SHORT TASK:
Write out the listing beneath this instruction in its entirety, exactly as it reads.

──────── LISTING

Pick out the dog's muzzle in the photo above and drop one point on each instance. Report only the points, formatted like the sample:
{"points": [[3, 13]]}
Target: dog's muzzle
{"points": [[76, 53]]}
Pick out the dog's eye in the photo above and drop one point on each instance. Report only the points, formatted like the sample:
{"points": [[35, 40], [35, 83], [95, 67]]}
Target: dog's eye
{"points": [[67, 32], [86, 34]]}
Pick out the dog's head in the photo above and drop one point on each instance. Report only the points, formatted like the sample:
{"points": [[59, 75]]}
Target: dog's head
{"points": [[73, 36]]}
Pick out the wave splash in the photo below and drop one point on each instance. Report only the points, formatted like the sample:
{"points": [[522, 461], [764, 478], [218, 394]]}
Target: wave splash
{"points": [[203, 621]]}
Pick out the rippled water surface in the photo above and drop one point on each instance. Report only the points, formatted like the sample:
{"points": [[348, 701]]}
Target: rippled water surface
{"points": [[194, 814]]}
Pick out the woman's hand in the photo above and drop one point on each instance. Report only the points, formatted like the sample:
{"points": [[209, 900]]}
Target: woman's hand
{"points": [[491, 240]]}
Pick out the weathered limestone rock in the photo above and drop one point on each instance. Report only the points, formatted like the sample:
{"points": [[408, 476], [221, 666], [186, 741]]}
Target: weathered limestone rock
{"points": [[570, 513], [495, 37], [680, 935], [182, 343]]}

────────────────

OUTPUT OF THE TASK:
Pick out the dog's muzzle in the photo above and drop one point on each instance. Report only the points, formatted like the sample:
{"points": [[3, 13]]}
Target: dog's muzzle
{"points": [[76, 53]]}
Pick out the dog's eye in the photo above and drop one point on each instance. Report only the points, formatted like the sample:
{"points": [[35, 40], [35, 83], [95, 67]]}
Target: dog's eye
{"points": [[67, 32], [86, 34]]}
Pick out the dog's head in the photo above and drop one point on each instance. Report only the points, formatted like the sample:
{"points": [[59, 75]]}
Target: dog's head
{"points": [[73, 36]]}
Pick out the wave splash in the photo below and drop one point on each instance. Report only the points, formatted like the sample:
{"points": [[522, 461], [764, 478], [218, 394]]}
Target: wave splash
{"points": [[203, 621]]}
Pick out the rippled water surface in the photo above and drop one point on each instance. Report only the points, formatted like the sample:
{"points": [[348, 701]]}
Target: rippled water surface
{"points": [[194, 814]]}
Pick out the woman's hand in the photo above and drop one point on each instance. Report only the points, formatted like the sample:
{"points": [[209, 900]]}
Target: woman's hand
{"points": [[491, 240]]}
Pick out the weathered limestone rock in the photo above and drop one point on each instance. Report only the points, formatted like the sample:
{"points": [[408, 476], [221, 666], [186, 741]]}
Target: weathered limestone rock
{"points": [[570, 513], [495, 37], [680, 935], [182, 343]]}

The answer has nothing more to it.